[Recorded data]
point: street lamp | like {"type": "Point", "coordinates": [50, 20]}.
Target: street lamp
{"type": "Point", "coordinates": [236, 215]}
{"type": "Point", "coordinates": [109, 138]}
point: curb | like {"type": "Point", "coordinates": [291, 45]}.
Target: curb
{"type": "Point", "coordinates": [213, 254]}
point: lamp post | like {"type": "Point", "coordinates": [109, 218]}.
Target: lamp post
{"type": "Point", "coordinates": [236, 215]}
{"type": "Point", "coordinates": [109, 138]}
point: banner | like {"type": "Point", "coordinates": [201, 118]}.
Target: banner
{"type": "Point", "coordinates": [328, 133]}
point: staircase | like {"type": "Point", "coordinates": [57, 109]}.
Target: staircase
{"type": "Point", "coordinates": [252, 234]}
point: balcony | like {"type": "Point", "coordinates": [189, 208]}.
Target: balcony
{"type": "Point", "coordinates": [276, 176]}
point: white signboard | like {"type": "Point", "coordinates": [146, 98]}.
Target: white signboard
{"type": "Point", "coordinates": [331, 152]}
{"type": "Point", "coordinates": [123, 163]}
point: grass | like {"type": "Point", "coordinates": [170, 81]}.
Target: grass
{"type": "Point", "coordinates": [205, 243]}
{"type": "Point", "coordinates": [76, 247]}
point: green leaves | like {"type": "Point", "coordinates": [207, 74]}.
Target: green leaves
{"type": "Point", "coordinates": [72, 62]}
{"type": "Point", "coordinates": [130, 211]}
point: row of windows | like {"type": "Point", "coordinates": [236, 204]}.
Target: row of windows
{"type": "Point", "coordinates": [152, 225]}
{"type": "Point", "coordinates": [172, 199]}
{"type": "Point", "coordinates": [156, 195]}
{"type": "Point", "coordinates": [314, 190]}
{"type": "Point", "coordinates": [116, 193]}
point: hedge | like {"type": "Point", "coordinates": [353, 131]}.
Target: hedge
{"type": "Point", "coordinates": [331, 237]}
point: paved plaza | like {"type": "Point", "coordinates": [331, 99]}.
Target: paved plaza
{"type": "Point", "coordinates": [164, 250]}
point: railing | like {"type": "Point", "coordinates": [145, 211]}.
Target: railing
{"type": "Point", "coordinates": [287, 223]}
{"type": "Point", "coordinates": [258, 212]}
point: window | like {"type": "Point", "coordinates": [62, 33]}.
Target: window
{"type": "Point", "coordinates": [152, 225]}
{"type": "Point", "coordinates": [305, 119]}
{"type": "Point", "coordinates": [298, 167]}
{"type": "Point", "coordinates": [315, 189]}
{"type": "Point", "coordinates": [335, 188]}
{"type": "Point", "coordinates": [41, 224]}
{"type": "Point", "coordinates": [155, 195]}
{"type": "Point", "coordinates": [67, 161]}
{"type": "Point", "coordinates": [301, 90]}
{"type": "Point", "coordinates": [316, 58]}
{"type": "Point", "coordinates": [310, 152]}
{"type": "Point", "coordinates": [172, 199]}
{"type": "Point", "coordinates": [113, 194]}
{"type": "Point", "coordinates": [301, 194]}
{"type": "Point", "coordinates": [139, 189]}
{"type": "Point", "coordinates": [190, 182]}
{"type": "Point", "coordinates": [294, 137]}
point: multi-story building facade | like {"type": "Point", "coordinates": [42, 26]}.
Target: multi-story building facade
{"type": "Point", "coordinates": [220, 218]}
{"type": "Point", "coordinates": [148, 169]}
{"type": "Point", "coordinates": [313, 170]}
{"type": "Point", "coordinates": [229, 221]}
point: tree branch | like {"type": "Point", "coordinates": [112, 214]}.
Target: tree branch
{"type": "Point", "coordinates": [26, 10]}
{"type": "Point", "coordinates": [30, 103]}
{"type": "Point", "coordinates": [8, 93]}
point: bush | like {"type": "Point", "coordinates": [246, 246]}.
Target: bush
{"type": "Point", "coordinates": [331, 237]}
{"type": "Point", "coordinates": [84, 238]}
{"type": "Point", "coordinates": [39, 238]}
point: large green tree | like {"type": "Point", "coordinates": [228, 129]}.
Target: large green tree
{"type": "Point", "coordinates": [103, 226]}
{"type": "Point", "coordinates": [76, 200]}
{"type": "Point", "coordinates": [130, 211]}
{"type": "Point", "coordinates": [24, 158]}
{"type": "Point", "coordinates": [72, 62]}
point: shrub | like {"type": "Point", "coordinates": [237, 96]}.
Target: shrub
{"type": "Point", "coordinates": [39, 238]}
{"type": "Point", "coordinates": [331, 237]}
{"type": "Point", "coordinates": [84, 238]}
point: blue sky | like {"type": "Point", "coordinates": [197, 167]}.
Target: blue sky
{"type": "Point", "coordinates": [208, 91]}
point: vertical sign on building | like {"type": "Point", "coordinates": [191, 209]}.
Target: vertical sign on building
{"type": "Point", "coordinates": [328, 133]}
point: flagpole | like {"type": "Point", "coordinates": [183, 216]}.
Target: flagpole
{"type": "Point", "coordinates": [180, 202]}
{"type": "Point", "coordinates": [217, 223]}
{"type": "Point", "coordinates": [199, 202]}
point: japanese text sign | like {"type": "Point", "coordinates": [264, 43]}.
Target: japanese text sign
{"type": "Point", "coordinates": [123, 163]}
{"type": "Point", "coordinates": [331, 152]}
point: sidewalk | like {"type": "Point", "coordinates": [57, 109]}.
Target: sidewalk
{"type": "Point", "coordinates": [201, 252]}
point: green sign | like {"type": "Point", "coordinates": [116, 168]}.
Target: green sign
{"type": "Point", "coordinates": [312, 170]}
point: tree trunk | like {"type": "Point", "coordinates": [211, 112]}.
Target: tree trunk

** YOUR OBJECTIVE **
Every entry is to be repeated exactly as it stands.

** SOLUTION **
point: street lamp | like {"type": "Point", "coordinates": [50, 20]}.
Target: street lamp
{"type": "Point", "coordinates": [236, 215]}
{"type": "Point", "coordinates": [109, 138]}
point: curb | like {"type": "Point", "coordinates": [291, 45]}.
Target: curb
{"type": "Point", "coordinates": [213, 254]}
point: lamp post | like {"type": "Point", "coordinates": [109, 218]}.
Target: lamp post
{"type": "Point", "coordinates": [236, 215]}
{"type": "Point", "coordinates": [109, 138]}
point: banner | like {"type": "Point", "coordinates": [201, 118]}.
Target: banner
{"type": "Point", "coordinates": [328, 133]}
point: staircase | like {"type": "Point", "coordinates": [57, 109]}.
Target: staircase
{"type": "Point", "coordinates": [252, 234]}
point: balcony | like {"type": "Point", "coordinates": [189, 208]}.
Target: balcony
{"type": "Point", "coordinates": [276, 176]}
point: white signboard | like {"type": "Point", "coordinates": [146, 98]}.
Target: white signboard
{"type": "Point", "coordinates": [331, 152]}
{"type": "Point", "coordinates": [123, 163]}
point: grass | like {"type": "Point", "coordinates": [170, 81]}.
Target: grass
{"type": "Point", "coordinates": [205, 243]}
{"type": "Point", "coordinates": [76, 247]}
point: green leaves | like {"type": "Point", "coordinates": [207, 74]}.
Target: green leaves
{"type": "Point", "coordinates": [72, 62]}
{"type": "Point", "coordinates": [130, 211]}
point: row of windows | like {"type": "Point", "coordinates": [236, 204]}.
Target: row of windows
{"type": "Point", "coordinates": [152, 225]}
{"type": "Point", "coordinates": [172, 199]}
{"type": "Point", "coordinates": [156, 195]}
{"type": "Point", "coordinates": [314, 190]}
{"type": "Point", "coordinates": [116, 193]}
point: hedge | like {"type": "Point", "coordinates": [353, 131]}.
Target: hedge
{"type": "Point", "coordinates": [331, 237]}
point: paved plaza | like {"type": "Point", "coordinates": [331, 99]}.
Target: paved plaza
{"type": "Point", "coordinates": [164, 250]}
point: railing | like {"type": "Point", "coordinates": [145, 211]}.
Target: railing
{"type": "Point", "coordinates": [287, 223]}
{"type": "Point", "coordinates": [258, 212]}
point: window | like {"type": "Point", "coordinates": [62, 33]}.
Target: window
{"type": "Point", "coordinates": [152, 225]}
{"type": "Point", "coordinates": [305, 119]}
{"type": "Point", "coordinates": [298, 167]}
{"type": "Point", "coordinates": [315, 189]}
{"type": "Point", "coordinates": [335, 188]}
{"type": "Point", "coordinates": [41, 224]}
{"type": "Point", "coordinates": [155, 195]}
{"type": "Point", "coordinates": [67, 161]}
{"type": "Point", "coordinates": [301, 90]}
{"type": "Point", "coordinates": [316, 58]}
{"type": "Point", "coordinates": [310, 152]}
{"type": "Point", "coordinates": [172, 199]}
{"type": "Point", "coordinates": [113, 194]}
{"type": "Point", "coordinates": [301, 194]}
{"type": "Point", "coordinates": [139, 189]}
{"type": "Point", "coordinates": [190, 182]}
{"type": "Point", "coordinates": [294, 137]}
point: multi-story building facade | like {"type": "Point", "coordinates": [42, 26]}.
Target: multi-story building facade
{"type": "Point", "coordinates": [220, 218]}
{"type": "Point", "coordinates": [148, 169]}
{"type": "Point", "coordinates": [313, 170]}
{"type": "Point", "coordinates": [229, 221]}
point: tree branch | like {"type": "Point", "coordinates": [112, 214]}.
Target: tree branch
{"type": "Point", "coordinates": [26, 10]}
{"type": "Point", "coordinates": [30, 103]}
{"type": "Point", "coordinates": [8, 93]}
point: bush | like {"type": "Point", "coordinates": [246, 246]}.
Target: bush
{"type": "Point", "coordinates": [331, 237]}
{"type": "Point", "coordinates": [84, 238]}
{"type": "Point", "coordinates": [39, 238]}
point: large green tree | like {"type": "Point", "coordinates": [228, 129]}.
Target: large green tree
{"type": "Point", "coordinates": [103, 226]}
{"type": "Point", "coordinates": [76, 200]}
{"type": "Point", "coordinates": [130, 211]}
{"type": "Point", "coordinates": [24, 158]}
{"type": "Point", "coordinates": [72, 62]}
point: shrub | like {"type": "Point", "coordinates": [237, 96]}.
Target: shrub
{"type": "Point", "coordinates": [39, 238]}
{"type": "Point", "coordinates": [331, 237]}
{"type": "Point", "coordinates": [84, 238]}
point: blue sky | like {"type": "Point", "coordinates": [197, 167]}.
Target: blue sky
{"type": "Point", "coordinates": [208, 91]}
point: vertical sign on building | like {"type": "Point", "coordinates": [191, 209]}.
Target: vertical sign on building
{"type": "Point", "coordinates": [328, 133]}
point: flagpole | like {"type": "Point", "coordinates": [183, 216]}.
Target: flagpole
{"type": "Point", "coordinates": [180, 202]}
{"type": "Point", "coordinates": [217, 223]}
{"type": "Point", "coordinates": [199, 202]}
point: japanese text sign | like {"type": "Point", "coordinates": [264, 43]}.
Target: japanese text sign
{"type": "Point", "coordinates": [123, 163]}
{"type": "Point", "coordinates": [331, 152]}
point: sidewalk | like {"type": "Point", "coordinates": [57, 109]}.
Target: sidewalk
{"type": "Point", "coordinates": [201, 252]}
point: green sign | like {"type": "Point", "coordinates": [116, 168]}.
Target: green sign
{"type": "Point", "coordinates": [312, 170]}
point: tree trunk | like {"type": "Point", "coordinates": [211, 112]}.
Target: tree trunk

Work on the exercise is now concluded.